• **SET EXERCISE**
Output the listing below verbatim, everything from its first line down to the line containing "(1081, 589)", with both ends included. Leave the pictures out of your answer.

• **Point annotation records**
--- Start ---
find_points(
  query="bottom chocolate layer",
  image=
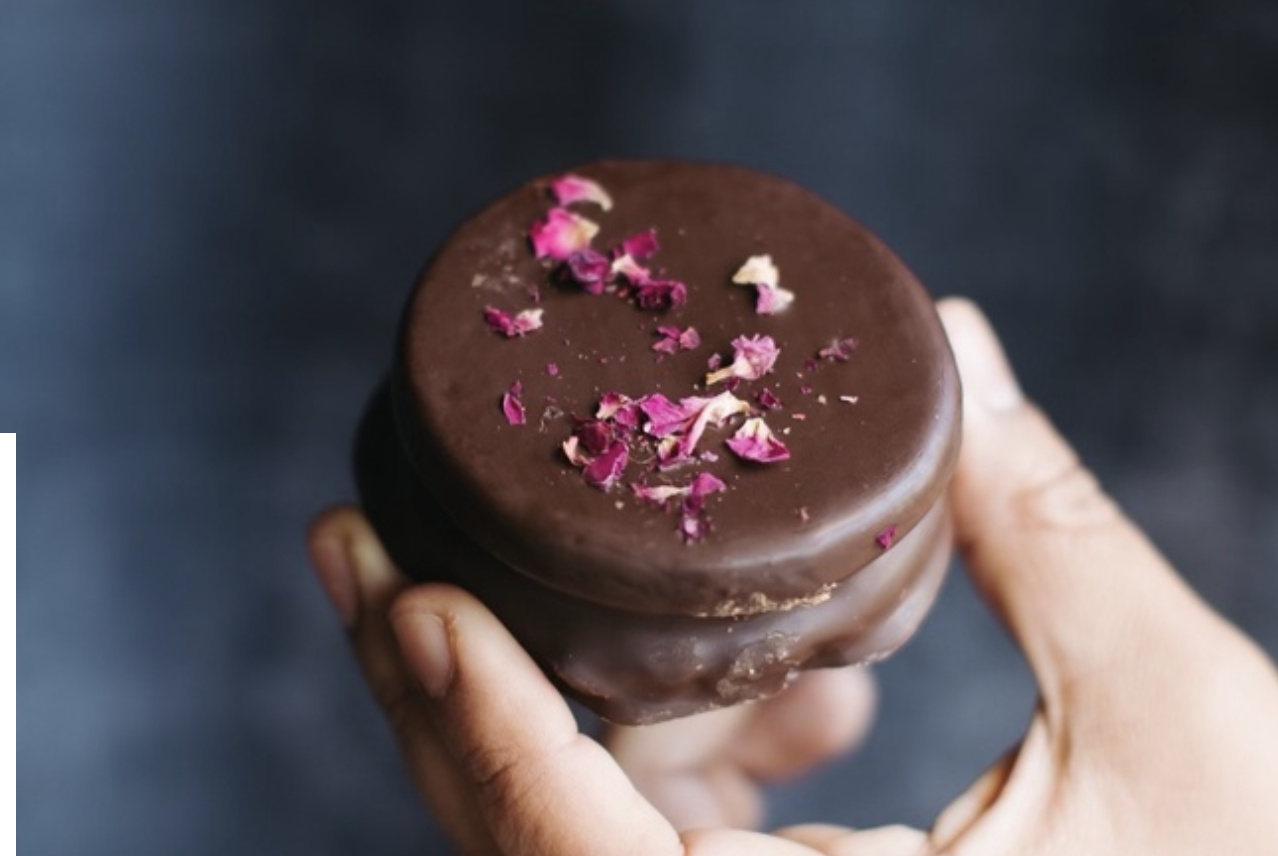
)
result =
(635, 668)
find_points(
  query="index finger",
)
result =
(542, 786)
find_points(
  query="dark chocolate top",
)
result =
(872, 438)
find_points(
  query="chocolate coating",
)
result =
(856, 469)
(637, 668)
(600, 587)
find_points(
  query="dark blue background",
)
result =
(210, 214)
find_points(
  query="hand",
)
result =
(1157, 730)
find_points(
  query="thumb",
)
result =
(1081, 589)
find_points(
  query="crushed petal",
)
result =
(886, 538)
(674, 340)
(753, 357)
(758, 270)
(606, 469)
(513, 405)
(769, 302)
(578, 188)
(560, 234)
(511, 326)
(839, 350)
(639, 247)
(588, 268)
(660, 294)
(754, 441)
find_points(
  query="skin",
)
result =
(1155, 731)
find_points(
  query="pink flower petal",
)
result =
(758, 270)
(631, 271)
(560, 234)
(588, 268)
(639, 247)
(511, 326)
(610, 403)
(753, 358)
(606, 469)
(704, 484)
(768, 400)
(594, 436)
(513, 405)
(713, 412)
(578, 188)
(763, 275)
(754, 441)
(886, 538)
(660, 294)
(694, 529)
(769, 302)
(675, 340)
(839, 350)
(573, 452)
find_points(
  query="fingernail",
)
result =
(432, 648)
(338, 578)
(987, 377)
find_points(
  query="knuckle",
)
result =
(504, 779)
(1067, 498)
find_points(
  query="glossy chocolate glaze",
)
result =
(637, 668)
(782, 534)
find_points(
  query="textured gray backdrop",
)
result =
(210, 212)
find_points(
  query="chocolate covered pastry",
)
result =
(685, 429)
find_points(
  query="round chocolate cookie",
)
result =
(683, 427)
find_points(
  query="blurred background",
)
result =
(210, 214)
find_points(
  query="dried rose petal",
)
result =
(886, 538)
(631, 271)
(660, 294)
(709, 412)
(573, 452)
(513, 405)
(578, 188)
(560, 234)
(754, 441)
(704, 484)
(840, 350)
(588, 268)
(610, 403)
(753, 358)
(666, 345)
(660, 493)
(763, 275)
(769, 302)
(665, 417)
(675, 340)
(606, 469)
(639, 247)
(758, 270)
(511, 326)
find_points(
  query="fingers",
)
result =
(1077, 584)
(822, 714)
(704, 771)
(881, 841)
(685, 769)
(362, 583)
(541, 786)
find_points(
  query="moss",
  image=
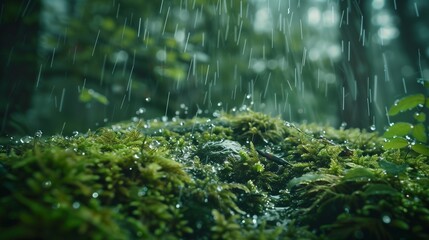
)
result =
(245, 176)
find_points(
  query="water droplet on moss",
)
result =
(95, 195)
(26, 139)
(76, 205)
(154, 144)
(142, 191)
(38, 133)
(386, 219)
(47, 184)
(141, 111)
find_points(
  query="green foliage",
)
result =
(207, 179)
(413, 135)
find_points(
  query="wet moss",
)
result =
(243, 176)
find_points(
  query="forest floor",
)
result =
(243, 176)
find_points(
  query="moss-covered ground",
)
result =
(247, 176)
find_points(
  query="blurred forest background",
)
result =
(70, 65)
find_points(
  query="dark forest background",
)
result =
(72, 65)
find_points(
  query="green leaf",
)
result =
(358, 174)
(380, 189)
(421, 148)
(407, 103)
(88, 95)
(399, 129)
(425, 82)
(392, 168)
(420, 117)
(419, 133)
(395, 143)
(310, 177)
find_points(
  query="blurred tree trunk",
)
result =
(355, 67)
(19, 27)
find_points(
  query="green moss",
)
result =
(245, 176)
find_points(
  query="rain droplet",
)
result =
(141, 111)
(47, 184)
(95, 195)
(76, 205)
(154, 144)
(26, 139)
(386, 219)
(38, 133)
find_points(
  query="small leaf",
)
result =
(420, 117)
(88, 95)
(419, 133)
(407, 103)
(421, 148)
(392, 168)
(395, 143)
(399, 129)
(400, 224)
(380, 189)
(358, 174)
(309, 178)
(424, 82)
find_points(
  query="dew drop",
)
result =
(386, 219)
(47, 184)
(154, 144)
(76, 205)
(26, 139)
(95, 195)
(141, 111)
(38, 133)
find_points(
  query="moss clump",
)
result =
(247, 176)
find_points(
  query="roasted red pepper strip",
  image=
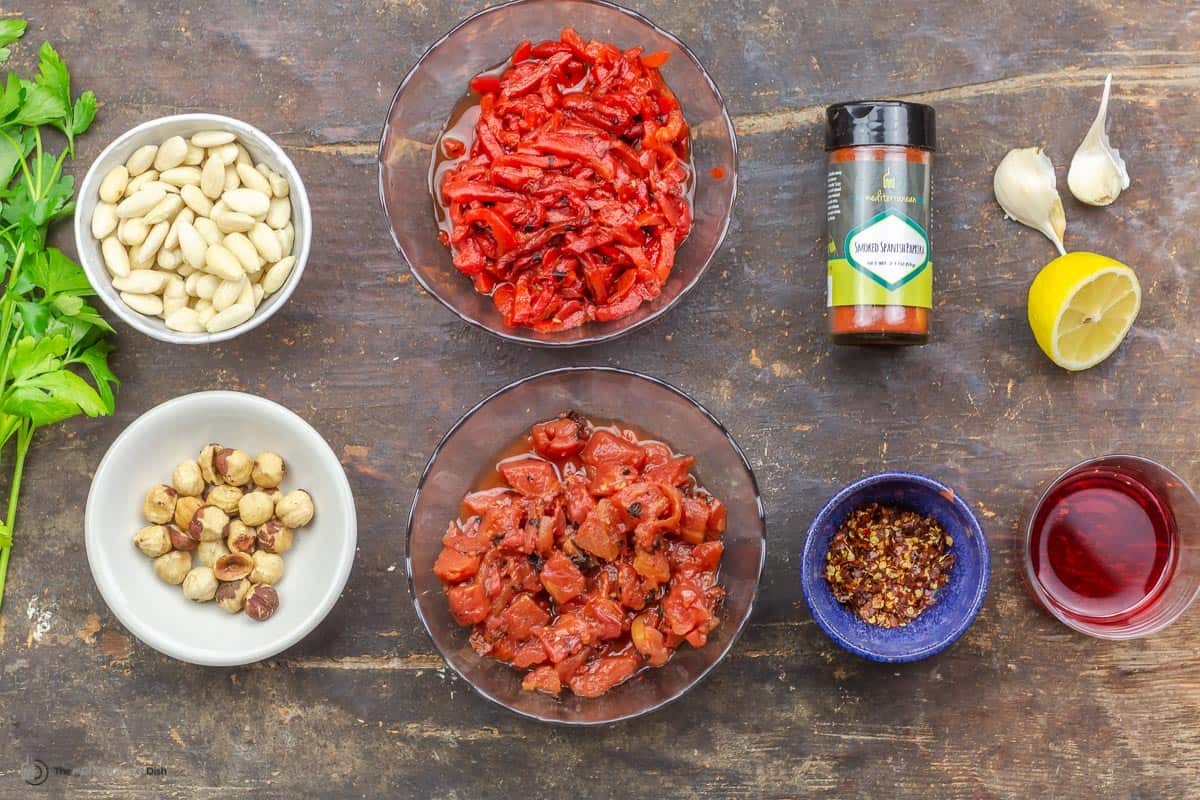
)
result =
(571, 198)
--- End ---
• **FINAL RESULT**
find_points(
  query="bottom chocolate layer",
  image=
)
result =
(635, 668)
find_points(
  query="index finger",
)
result =
(542, 786)
find_points(
  query="dark chocolate top",
)
result =
(872, 438)
find_points(
  query="chocolate coating",
)
result =
(856, 469)
(637, 668)
(600, 587)
find_points(
  query="dark blue background",
)
result =
(210, 214)
find_points(
  query="hand",
)
result =
(1157, 730)
find_points(
  query="thumb",
)
result =
(1081, 589)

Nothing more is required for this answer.